● 作業一覧
1. 『なにをなすべきか?』を論じた記事の一部を、一字一句たがえずに打ち直してください。「週刊『前進』04頁(3404号04面01)(2025/07/14)」を含む箇所から始め、「の仲間に活用を呼びかけたい。」まで写したところで止めてください。
2. 『なにをなすべきか?』を論じた記事を、最後に示された文の次から書き継いでください。

● 出典
>>
『なにをなすべきか?』に学ぶ レーニン主義組織論を実践し「連帯し内乱へ」貫く党建設を 水樹 豊

週刊『前進』04頁(3404号04面01)(2025/07/14)


『なにをなすべきか?』に学ぶ
 レーニン主義組織論を実践し「連帯し内乱へ」貫く党建設を
 水樹 豊

(写真 1919年5月、モスクワの「赤の広場」で演説に立つレーニン)

 アメリカ帝国主義・トランプ政権のもとで中国侵略戦争・世界戦争情勢が激烈に加速され、日本帝国主義がこれと一体化して大軍拡と日米安保大転換=全土出撃基地化へ踏み出す中、この戦争を内乱に転化し革命を勝利に導く労働者階級の党の本格的建設が急務となっている。レーニン主義革命論・党組織論の最も重要な原典の一つである『なにをなすべきか?』は、この闘いの極めて強力な武器であり、その全内容は今こそ徹底的に学習・研究され、労働者階級の中に復権されなくてはならない。その一助となることを期して、前進社から拙著『原典解説 レーニン「なにをなすべきか?」』(以下『解説本』と略記)を刊行した。共に闘うすべての仲間に活用を呼びかけたい。
<<
● 名前付き対象を指し示す項目
>>
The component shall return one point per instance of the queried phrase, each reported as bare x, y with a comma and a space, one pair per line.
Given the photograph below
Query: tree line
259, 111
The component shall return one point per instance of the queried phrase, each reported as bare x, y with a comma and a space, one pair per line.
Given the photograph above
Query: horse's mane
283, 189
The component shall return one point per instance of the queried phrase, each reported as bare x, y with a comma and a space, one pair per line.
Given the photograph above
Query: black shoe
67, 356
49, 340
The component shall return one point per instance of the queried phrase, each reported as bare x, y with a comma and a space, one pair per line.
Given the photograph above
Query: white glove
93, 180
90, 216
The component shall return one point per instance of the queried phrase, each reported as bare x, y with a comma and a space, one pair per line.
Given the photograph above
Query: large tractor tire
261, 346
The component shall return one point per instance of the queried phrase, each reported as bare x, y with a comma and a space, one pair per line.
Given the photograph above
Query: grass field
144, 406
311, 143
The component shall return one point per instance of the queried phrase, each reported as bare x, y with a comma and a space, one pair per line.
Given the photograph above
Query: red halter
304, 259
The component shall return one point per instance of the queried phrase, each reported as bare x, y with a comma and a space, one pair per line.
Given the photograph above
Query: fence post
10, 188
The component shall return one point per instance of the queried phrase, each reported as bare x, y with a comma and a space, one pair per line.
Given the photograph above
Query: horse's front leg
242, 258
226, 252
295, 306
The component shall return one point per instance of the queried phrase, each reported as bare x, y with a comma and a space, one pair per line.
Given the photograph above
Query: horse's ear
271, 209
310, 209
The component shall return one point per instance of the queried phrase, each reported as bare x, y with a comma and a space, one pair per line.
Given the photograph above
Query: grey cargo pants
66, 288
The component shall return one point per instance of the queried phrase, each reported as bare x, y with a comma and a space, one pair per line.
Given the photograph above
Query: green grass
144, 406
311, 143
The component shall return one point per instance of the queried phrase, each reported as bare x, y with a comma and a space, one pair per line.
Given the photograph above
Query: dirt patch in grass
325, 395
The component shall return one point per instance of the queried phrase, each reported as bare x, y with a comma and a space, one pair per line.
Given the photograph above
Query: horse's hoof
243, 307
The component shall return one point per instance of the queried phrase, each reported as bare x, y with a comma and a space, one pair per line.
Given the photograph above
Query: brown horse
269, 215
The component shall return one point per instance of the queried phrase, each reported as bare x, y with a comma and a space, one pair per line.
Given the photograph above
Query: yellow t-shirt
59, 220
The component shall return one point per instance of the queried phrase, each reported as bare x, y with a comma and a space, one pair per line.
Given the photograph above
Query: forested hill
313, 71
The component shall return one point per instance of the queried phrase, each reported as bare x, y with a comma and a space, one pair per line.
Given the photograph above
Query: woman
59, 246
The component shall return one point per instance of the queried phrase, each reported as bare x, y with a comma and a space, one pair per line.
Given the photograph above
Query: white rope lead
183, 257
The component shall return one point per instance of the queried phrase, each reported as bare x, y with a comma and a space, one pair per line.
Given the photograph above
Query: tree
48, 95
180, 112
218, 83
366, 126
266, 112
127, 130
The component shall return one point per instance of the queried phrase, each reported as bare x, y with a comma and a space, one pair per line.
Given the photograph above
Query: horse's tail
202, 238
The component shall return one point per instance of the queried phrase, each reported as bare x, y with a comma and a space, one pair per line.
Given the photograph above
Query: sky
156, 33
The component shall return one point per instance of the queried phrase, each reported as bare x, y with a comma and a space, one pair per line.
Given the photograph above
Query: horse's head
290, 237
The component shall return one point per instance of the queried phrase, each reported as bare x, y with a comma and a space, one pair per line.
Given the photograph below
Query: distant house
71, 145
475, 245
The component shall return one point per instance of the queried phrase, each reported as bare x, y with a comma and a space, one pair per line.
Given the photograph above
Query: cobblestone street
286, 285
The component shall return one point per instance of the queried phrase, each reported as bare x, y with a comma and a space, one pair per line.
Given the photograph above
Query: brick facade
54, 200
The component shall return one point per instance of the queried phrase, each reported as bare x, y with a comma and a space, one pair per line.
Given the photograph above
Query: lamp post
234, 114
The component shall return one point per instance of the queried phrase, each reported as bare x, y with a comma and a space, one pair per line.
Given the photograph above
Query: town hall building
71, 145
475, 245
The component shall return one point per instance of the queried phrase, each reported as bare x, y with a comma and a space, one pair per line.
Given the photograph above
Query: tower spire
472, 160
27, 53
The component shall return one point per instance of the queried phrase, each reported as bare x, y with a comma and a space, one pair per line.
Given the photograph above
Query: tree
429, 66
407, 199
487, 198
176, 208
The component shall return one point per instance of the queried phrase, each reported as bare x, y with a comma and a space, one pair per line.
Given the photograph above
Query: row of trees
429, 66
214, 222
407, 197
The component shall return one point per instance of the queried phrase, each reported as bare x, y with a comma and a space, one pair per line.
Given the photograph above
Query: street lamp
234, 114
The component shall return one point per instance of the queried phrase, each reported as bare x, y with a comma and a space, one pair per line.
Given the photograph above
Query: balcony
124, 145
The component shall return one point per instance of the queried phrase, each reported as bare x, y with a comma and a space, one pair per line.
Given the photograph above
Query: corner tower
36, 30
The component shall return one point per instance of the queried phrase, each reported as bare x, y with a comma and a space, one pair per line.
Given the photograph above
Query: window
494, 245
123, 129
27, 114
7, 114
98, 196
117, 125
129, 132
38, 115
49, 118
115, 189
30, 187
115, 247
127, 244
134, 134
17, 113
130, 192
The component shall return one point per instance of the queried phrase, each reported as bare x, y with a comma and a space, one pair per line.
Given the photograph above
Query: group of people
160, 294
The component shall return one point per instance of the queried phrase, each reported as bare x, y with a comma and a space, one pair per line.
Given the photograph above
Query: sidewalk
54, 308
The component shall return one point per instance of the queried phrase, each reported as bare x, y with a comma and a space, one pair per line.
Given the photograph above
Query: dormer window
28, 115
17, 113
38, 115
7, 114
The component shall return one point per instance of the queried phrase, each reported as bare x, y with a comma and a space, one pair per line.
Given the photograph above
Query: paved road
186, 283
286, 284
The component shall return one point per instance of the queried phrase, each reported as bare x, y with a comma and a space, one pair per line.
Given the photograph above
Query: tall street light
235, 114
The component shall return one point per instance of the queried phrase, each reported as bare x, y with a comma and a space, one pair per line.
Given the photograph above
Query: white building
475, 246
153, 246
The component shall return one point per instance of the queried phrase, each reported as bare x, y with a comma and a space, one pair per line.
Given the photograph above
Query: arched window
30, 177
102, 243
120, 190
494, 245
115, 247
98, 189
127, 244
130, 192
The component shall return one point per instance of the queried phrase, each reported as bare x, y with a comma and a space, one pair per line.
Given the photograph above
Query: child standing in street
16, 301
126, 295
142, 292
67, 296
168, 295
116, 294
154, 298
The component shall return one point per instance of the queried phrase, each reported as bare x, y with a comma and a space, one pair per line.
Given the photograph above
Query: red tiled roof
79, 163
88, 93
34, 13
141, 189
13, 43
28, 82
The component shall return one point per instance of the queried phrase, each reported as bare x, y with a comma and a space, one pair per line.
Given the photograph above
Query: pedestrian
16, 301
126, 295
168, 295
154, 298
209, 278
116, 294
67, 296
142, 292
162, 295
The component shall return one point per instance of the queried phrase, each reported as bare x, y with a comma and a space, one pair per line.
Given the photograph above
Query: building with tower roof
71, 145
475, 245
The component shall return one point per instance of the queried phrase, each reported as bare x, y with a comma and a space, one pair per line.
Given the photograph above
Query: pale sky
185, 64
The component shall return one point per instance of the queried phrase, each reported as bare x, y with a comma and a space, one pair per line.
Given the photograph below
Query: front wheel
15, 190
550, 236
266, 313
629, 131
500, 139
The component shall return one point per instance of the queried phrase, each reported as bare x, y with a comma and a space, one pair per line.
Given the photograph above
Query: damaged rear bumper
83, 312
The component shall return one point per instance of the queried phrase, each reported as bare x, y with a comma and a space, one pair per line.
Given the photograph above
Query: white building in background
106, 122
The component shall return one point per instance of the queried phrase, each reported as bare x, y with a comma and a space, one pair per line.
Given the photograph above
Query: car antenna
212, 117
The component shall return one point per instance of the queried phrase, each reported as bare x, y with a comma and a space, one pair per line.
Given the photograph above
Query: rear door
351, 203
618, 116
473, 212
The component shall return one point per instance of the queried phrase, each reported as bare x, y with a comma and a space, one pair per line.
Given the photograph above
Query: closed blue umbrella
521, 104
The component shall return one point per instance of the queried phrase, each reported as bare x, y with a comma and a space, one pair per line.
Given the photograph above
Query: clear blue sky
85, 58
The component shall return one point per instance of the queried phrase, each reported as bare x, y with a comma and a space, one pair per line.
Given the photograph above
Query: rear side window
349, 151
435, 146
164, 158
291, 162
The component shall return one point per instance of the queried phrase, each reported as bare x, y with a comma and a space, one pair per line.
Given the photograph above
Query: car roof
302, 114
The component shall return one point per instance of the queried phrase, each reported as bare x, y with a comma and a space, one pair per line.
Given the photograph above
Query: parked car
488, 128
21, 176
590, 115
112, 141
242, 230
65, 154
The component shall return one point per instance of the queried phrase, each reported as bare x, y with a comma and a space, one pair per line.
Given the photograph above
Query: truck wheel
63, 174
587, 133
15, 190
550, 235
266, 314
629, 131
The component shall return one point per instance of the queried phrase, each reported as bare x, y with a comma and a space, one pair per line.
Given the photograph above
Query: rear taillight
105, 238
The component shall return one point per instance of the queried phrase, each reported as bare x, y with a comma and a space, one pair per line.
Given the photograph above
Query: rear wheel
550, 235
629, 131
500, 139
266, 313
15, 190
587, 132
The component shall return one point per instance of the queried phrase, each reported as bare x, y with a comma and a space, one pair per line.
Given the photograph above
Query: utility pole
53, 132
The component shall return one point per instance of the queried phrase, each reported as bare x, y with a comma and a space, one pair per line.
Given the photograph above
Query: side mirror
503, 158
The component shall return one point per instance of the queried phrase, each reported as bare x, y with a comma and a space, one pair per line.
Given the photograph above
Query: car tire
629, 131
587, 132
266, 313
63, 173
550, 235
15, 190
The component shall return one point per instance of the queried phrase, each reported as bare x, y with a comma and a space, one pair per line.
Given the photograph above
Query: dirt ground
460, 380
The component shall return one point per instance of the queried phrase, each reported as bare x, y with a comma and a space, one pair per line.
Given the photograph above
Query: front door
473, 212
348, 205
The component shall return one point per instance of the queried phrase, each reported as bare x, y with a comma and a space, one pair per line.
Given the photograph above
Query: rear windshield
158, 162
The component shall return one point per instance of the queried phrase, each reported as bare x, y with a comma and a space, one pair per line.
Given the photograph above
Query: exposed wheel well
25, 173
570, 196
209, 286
<<
● 作業別の結果
1.
週刊『前進』04頁(3404号04面01)(2025/07/14)


『なにをなすべきか?』に学ぶ
 レーニン主義組織論を実践し「連帯し内乱へ」貫く党建設を
 水樹 豊

(写真 1919年5月、モスクワの「赤の広場」で演説に立つレーニン)

 アメリカ帝国主義・トランプ政権のもとで中国侵略戦争・世界戦争情勢が激烈に加速され、日本帝国主義がこれと一体化して大軍拡と日米安保大転換=全土出撃基地化へ踏み出す中、この戦争を内乱に転化し革命を勝利に導く労働者階級の党の本格的建設が急務となっている。レーニン主義革命論・党組織論の最も重要な原典の一つである『なにをなすべきか?』は、この闘いの極めて強力な武器であり、その全内容は今こそ徹底的に学習・研究され、労働者階級の中に復権されなくてはならない。その一助となることを期して、前進社から拙著『原典解説 レーニン「なにをなすべきか?」』(以下『解説本』と略記)を刊行した。共に闘うすべての仲間に活用を呼びかけたい。

2.
プロレタリア独裁めざす労働者階級の革命的前衛

 「レーニンの党組織論は、その当初から一貫して〈プロレタリア独裁のための党〉の組織論としてあるということです。プロレタリアートによる政治権力の奪取、そこに向かっての内乱と一斉武装蜂起の組織化ということを最初から明確に意識し、いわばそこから『逆算』して、党組織を今日的に不断に建設・強化していくという透徹した目的意識性に貫かれているのです」(『解説本』、序章)
 「『なにをなすべきか?』以来のレーニン主義的党組織論の最も際立った特徴は、党の基本的任務をプロレタリア独裁の実現におき、党の目的意識的な指導のもとにプロレタリア階級闘争をそこまで『引き上げる』ことを一貫した課題に設定し、まさにその観点に立って、日常活動から武装蜂起に至るまでのあらゆる状況に対応しうる柔軟性と堅忍不抜さを備えた党をつくりあげることを追求した点にあります」(同、結語にかえて)
 今回の『解説本』は、このようなレーニン党組織論の核心点を明確にさせることに最も重点を置きつつ、『なにをなすべきか?』の原著が手元にない人にもその内容が理解できるよう、原著からなるべく多くの引用を行い、その展開に沿って解説を加えている。その上で、何よりもプロレタリア独裁権力の樹立を基本的任務とする革命党の建設こそレーニン党組織論の核心にほかならないということを、『解説本』の全体を通じて明らかにしている。
 このような革命党はほかでもなく、プロレタリアートが自らの手でつくり上げていくものである。『なにをなすべきか?』の少し前に書かれた論文でも、レーニンは次のように訴えている。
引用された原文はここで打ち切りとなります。